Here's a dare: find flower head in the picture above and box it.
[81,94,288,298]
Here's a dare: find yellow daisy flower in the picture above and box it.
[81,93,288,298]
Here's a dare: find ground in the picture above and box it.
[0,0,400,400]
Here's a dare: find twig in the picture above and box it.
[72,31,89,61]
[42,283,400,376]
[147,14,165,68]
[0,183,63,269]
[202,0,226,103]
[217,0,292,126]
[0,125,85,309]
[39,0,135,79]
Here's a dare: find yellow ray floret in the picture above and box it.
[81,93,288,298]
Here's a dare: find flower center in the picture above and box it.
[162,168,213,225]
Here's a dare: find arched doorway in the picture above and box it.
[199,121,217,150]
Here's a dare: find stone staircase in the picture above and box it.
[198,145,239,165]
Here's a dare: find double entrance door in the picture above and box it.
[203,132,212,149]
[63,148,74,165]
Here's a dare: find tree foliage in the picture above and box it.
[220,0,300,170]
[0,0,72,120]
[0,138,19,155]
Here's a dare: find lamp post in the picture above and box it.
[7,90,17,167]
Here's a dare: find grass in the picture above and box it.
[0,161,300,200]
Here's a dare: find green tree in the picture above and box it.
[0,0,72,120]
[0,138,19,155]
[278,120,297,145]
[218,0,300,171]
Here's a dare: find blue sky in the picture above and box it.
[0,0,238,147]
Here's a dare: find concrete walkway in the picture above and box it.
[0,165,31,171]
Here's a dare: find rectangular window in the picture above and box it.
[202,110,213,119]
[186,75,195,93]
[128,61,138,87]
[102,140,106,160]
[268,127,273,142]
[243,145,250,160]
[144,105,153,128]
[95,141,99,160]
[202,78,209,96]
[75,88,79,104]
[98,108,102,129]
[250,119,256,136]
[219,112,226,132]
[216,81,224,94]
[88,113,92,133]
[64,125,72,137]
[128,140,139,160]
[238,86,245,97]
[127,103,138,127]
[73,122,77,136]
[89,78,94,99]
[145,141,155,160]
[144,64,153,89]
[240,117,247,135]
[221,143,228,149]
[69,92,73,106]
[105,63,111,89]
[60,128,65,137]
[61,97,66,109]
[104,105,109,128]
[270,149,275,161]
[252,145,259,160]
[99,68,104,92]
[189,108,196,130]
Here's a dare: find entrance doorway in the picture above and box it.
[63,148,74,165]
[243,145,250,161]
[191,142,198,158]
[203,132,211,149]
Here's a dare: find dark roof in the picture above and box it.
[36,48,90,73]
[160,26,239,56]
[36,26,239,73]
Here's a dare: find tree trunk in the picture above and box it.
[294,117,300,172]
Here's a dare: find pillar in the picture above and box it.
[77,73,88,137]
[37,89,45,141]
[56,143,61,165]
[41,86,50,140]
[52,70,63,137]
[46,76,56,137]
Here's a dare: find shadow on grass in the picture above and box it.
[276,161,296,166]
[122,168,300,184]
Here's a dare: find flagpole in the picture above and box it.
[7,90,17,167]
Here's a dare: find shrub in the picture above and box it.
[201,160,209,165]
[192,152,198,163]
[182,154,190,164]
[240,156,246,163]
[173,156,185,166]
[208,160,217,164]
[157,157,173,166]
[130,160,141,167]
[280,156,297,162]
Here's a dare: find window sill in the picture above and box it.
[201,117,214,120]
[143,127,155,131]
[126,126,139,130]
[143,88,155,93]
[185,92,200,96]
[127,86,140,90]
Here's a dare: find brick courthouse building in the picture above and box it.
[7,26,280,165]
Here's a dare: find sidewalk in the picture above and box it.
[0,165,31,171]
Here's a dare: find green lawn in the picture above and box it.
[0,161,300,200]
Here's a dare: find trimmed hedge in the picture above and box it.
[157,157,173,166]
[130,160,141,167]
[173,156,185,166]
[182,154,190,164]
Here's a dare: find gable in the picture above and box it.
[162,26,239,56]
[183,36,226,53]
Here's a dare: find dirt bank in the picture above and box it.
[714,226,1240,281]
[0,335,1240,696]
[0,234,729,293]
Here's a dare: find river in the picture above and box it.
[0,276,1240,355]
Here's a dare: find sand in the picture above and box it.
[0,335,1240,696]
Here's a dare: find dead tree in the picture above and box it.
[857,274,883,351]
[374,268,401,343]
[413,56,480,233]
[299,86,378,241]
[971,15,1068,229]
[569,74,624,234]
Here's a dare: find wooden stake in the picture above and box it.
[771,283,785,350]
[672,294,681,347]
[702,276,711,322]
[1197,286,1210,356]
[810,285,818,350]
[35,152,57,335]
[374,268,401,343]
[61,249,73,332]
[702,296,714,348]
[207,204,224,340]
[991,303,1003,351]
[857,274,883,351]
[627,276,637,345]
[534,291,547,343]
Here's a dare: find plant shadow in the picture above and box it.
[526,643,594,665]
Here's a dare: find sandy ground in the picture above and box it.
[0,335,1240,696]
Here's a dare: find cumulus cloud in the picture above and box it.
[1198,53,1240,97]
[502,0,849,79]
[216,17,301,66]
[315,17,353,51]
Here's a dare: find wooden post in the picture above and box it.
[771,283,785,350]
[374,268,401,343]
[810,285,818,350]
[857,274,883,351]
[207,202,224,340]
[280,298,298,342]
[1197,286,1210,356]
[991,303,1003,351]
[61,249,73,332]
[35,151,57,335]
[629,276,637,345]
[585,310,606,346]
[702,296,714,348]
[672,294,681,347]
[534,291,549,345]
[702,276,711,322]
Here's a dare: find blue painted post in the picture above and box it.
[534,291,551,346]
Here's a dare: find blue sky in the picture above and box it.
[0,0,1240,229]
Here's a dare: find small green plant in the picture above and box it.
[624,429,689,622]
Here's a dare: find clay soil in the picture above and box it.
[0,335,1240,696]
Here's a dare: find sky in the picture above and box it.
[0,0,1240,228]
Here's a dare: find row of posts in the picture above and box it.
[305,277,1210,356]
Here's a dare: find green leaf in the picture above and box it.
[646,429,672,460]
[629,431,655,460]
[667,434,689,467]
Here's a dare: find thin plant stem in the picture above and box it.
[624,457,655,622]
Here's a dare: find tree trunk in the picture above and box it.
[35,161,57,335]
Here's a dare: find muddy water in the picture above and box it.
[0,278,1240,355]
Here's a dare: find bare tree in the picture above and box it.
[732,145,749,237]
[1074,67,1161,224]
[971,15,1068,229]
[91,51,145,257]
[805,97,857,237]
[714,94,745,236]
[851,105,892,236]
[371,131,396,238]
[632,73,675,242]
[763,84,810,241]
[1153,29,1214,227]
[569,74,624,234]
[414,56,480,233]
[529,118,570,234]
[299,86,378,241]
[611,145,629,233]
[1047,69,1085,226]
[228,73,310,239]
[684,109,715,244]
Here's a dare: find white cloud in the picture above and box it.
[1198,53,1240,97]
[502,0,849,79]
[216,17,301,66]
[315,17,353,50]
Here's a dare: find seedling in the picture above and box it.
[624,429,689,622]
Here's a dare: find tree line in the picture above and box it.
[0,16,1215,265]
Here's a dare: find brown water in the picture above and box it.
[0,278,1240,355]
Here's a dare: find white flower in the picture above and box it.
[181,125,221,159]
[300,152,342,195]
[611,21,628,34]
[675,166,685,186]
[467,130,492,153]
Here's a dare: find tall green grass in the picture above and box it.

▬▬▬▬▬▬

▶ **To be done**:
Lay out every line of the items above as a Markdown table with two columns, Row and Item line, numbering each row and skipping blank lines.

▶ **Full solution**:
| Row | Item line |
|---|---|
| 1 | Here's a dare: find flower head in the picture above and box it. |
| 2 | [81,94,288,298] |
| 3 | Here's a dare: find yellow daisy flower in the picture above and box it. |
| 4 | [81,93,288,298] |
| 5 | Here's a dare: find ground in the picture above and box it. |
| 6 | [0,0,400,400] |
| 7 | Here's a dare: find twig in the picture above and box it. |
| 8 | [72,31,89,61] |
| 9 | [42,283,400,376] |
| 10 | [147,14,165,68] |
| 11 | [0,183,63,269] |
| 12 | [202,0,226,103] |
| 13 | [217,0,292,126] |
| 14 | [0,125,85,309] |
| 15 | [39,0,135,79] |
| 16 | Here's a dare: find yellow ray floret in the picture above and box it. |
| 17 | [81,93,288,298] |
| 18 | Here's a dare: find flower center in the picture above and box it. |
| 19 | [162,168,213,225] |
| 20 | Here's a dare: find arched doorway in the picture above and box it. |
| 21 | [199,121,217,150] |
| 22 | Here's a dare: find stone staircase in the picture above and box it. |
| 23 | [198,145,239,165] |
| 24 | Here's a dare: find double entrance door in the picture above and box it. |
| 25 | [203,132,212,149] |
| 26 | [63,148,74,165] |
| 27 | Here's a dare: find tree foliage in the picture above and box it. |
| 28 | [220,0,300,170] |
| 29 | [0,0,72,120] |
| 30 | [0,138,19,155] |
| 31 | Here's a dare: find lamp post in the picture above and box it. |
| 32 | [7,90,17,167] |
| 33 | Here's a dare: find grass in the picture above and box it. |
| 34 | [0,161,300,200] |
| 35 | Here's a dare: find green tree in the picture above and box it. |
| 36 | [0,0,72,120] |
| 37 | [0,138,19,155] |
| 38 | [278,120,297,145] |
| 39 | [218,0,300,171] |
| 40 | Here's a dare: find blue sky in the picture above and box it. |
| 41 | [0,0,238,147] |
| 42 | Here's a dare: find concrete walkway in the picture above and box it. |
| 43 | [0,165,31,171] |
| 44 | Here's a dare: find rectangular window in the picture above and box it. |
| 45 | [202,110,213,119] |
| 46 | [186,75,195,93] |
| 47 | [128,61,138,87] |
| 48 | [102,140,106,160] |
| 49 | [268,127,273,142] |
| 50 | [243,145,250,160] |
| 51 | [144,105,153,128] |
| 52 | [95,141,99,160] |
| 53 | [202,78,209,96] |
| 54 | [75,88,79,104] |
| 55 | [98,108,102,129] |
| 56 | [250,119,256,136] |
| 57 | [219,112,226,132] |
| 58 | [216,81,224,94] |
| 59 | [88,113,92,133] |
| 60 | [64,125,72,137] |
| 61 | [128,140,139,160] |
| 62 | [238,86,245,97] |
| 63 | [127,103,138,127] |
| 64 | [73,122,77,136] |
| 65 | [89,78,94,99] |
| 66 | [145,141,155,160] |
| 67 | [144,64,153,89] |
| 68 | [240,117,247,135] |
| 69 | [221,143,228,149] |
| 70 | [69,92,73,106] |
| 71 | [105,63,111,89] |
| 72 | [60,128,65,137] |
| 73 | [61,97,66,109] |
| 74 | [104,105,109,128] |
| 75 | [270,149,275,161] |
| 76 | [252,145,259,160] |
| 77 | [99,68,104,92] |
| 78 | [189,108,196,130] |
| 79 | Here's a dare: find entrance doorway in the picture above and box it. |
| 80 | [63,148,74,165] |
| 81 | [243,145,250,161] |
| 82 | [191,142,198,158] |
| 83 | [203,132,211,149] |
| 84 | Here's a dare: find dark roof in the picture above and box it. |
| 85 | [36,48,90,73] |
| 86 | [160,26,239,56] |
| 87 | [36,26,239,73] |
| 88 | Here's a dare: find tree trunk in the picture above and box it. |
| 89 | [294,117,300,172] |
| 90 | Here's a dare: find pillar in the picture above and box it. |
| 91 | [77,73,88,137] |
| 92 | [37,89,45,141] |
| 93 | [56,143,61,165] |
| 94 | [41,86,50,140] |
| 95 | [52,70,63,137] |
| 96 | [46,76,56,137] |
| 97 | Here's a dare: find shadow on grass in the picture above and box it. |
| 98 | [276,161,296,166] |
| 99 | [122,168,300,184] |
| 100 | Here's a dare: find flagpole in the picture above and box it. |
| 101 | [7,90,17,167] |
| 102 | Here's a dare: find shrub in the picture above and box it. |
| 103 | [201,160,209,165] |
| 104 | [192,152,198,163] |
| 105 | [182,154,190,164] |
| 106 | [240,156,246,163] |
| 107 | [173,156,185,166] |
| 108 | [208,160,217,164] |
| 109 | [157,157,173,166] |
| 110 | [130,160,141,167] |
| 111 | [280,156,297,162] |
| 112 | Here's a dare: find window sill in the picture above and box it. |
| 113 | [201,117,214,120] |
| 114 | [143,127,155,131] |
| 115 | [126,126,139,130] |
| 116 | [143,88,155,93] |
| 117 | [185,92,200,96] |
| 118 | [127,86,140,90] |
| 119 | Here's a dare: find brick courthouse building in the picture above and box it. |
| 120 | [7,26,280,165] |
| 121 | Here's a dare: find sidewalk in the picture above and box it. |
| 122 | [0,165,31,171] |
| 123 | Here's a dare: find green lawn in the picture above and box it. |
| 124 | [0,161,300,200] |
| 125 | Here's a dare: find trimmed hedge in the picture above and box it. |
| 126 | [157,157,173,166] |
| 127 | [130,160,141,167] |
| 128 | [173,156,185,166] |
| 129 | [182,154,190,164] |
| 130 | Here's a dare: find gable in the picture above and box it. |
| 131 | [162,26,239,56] |
| 132 | [183,36,226,53] |
| 133 | Here's a dare: find dirt bank in the picture above and box it. |
| 134 | [714,226,1240,281] |
| 135 | [0,335,1240,696] |
| 136 | [0,234,729,293] |
| 137 | Here's a dare: find river in the picture above and box it. |
| 138 | [0,276,1240,355] |
| 139 | Here's a dare: find sand in the picture above and box it. |
| 140 | [0,335,1240,696] |
| 141 | Here's a dare: find dead tree in the picture above and box it. |
| 142 | [857,274,883,351] |
| 143 | [374,268,401,343] |
| 144 | [413,56,480,233] |
| 145 | [299,86,378,241] |
| 146 | [971,15,1068,229] |
| 147 | [569,74,624,234] |
| 148 | Here's a dare: find wooden stake in the picture above and box it. |
| 149 | [771,283,785,350] |
| 150 | [672,294,681,347] |
| 151 | [702,276,711,322] |
| 152 | [1197,286,1210,356] |
| 153 | [810,285,818,350] |
| 154 | [35,152,57,335] |
| 155 | [374,268,401,343] |
| 156 | [61,249,73,332] |
| 157 | [702,296,714,348] |
| 158 | [207,204,224,340] |
| 159 | [991,303,1003,351] |
| 160 | [857,274,883,351] |
| 161 | [627,276,637,345] |
| 162 | [534,291,547,343] |
| 163 | Here's a dare: find plant shadow in the picture above and box it. |
| 164 | [526,643,594,665] |
| 165 | Here's a dare: find sandy ground in the picture above and box it. |
| 166 | [0,335,1240,696] |
| 167 | Here's a dare: find cumulus cloud in the picture above and box it. |
| 168 | [1198,53,1240,97] |
| 169 | [502,0,849,79] |
| 170 | [216,17,301,66] |
| 171 | [315,17,353,51] |
| 172 | Here's a dare: find wooden post in the picture above and box it. |
| 173 | [771,283,785,350] |
| 174 | [374,268,401,343] |
| 175 | [810,285,818,350] |
| 176 | [857,274,883,351] |
| 177 | [207,202,224,340] |
| 178 | [280,298,298,342] |
| 179 | [1197,286,1210,356] |
| 180 | [991,303,1003,351] |
| 181 | [61,249,73,332] |
| 182 | [35,151,57,335] |
| 183 | [629,276,637,345] |
| 184 | [585,310,606,346] |
| 185 | [702,296,714,348] |
| 186 | [672,294,681,347] |
| 187 | [534,291,549,345] |
| 188 | [702,276,711,322] |
| 189 | Here's a dare: find blue painted post in the picture above and box it. |
| 190 | [534,291,551,346] |
| 191 | Here's a dare: find blue sky in the picture above and box it. |
| 192 | [0,0,1240,229] |
| 193 | Here's a dare: find small green plant in the picture above and box it. |
| 194 | [624,429,689,622] |
| 195 | Here's a dare: find clay soil in the picture above and box it. |
| 196 | [0,335,1240,696] |
| 197 | Here's a dare: find sky in the picture above and box it. |
| 198 | [0,0,1240,228] |
| 199 | Here's a dare: find row of posts in the picture above and box it. |
| 200 | [305,277,1210,356] |
| 201 | Here's a dare: find green leaf in the picture above and box it. |
| 202 | [646,429,672,460] |
| 203 | [629,431,655,460] |
| 204 | [667,434,689,467] |
| 205 | Here's a dare: find thin plant stem in the picture above and box it. |
| 206 | [624,457,655,622] |
| 207 | Here's a dare: find tree trunk in the picture above and box it. |
| 208 | [35,161,57,335] |
| 209 | Here's a dare: find muddy water in the picture above and box it. |
| 210 | [0,278,1240,355] |
| 211 | Here's a dare: find bare tree in the picture above and box it. |
| 212 | [732,145,749,237] |
| 213 | [1074,67,1161,224] |
| 214 | [971,15,1068,229] |
| 215 | [91,51,145,257] |
| 216 | [805,97,857,237] |
| 217 | [714,94,745,236] |
| 218 | [851,105,892,236] |
| 219 | [371,131,396,238] |
| 220 | [632,73,675,242] |
| 221 | [763,84,810,241] |
| 222 | [1153,29,1214,227] |
| 223 | [569,74,624,234] |
| 224 | [414,56,480,233] |
| 225 | [529,118,570,234] |
| 226 | [299,86,378,241] |
| 227 | [611,145,629,233] |
| 228 | [1047,69,1085,226] |
| 229 | [228,73,310,239] |
| 230 | [684,109,715,244] |
| 231 | Here's a dare: find white cloud in the picture above and box it. |
| 232 | [1198,53,1240,97] |
| 233 | [502,0,849,79] |
| 234 | [216,17,301,66] |
| 235 | [315,17,353,50] |
| 236 | Here's a dare: find seedling in the picture above and box it. |
| 237 | [624,429,689,622] |
| 238 | Here's a dare: find tree line in the picture above and box it. |
| 239 | [0,16,1215,265] |
| 240 | Here's a dare: find brown water in the picture above and box it. |
| 241 | [0,278,1240,355] |
| 242 | Here's a dare: find white flower in the picture above and box it. |
| 243 | [181,125,221,159] |
| 244 | [300,152,342,195] |
| 245 | [611,21,628,34] |
| 246 | [675,166,685,186] |
| 247 | [467,130,492,153] |
| 248 | Here's a dare: find tall green grass in the picture above and box it. |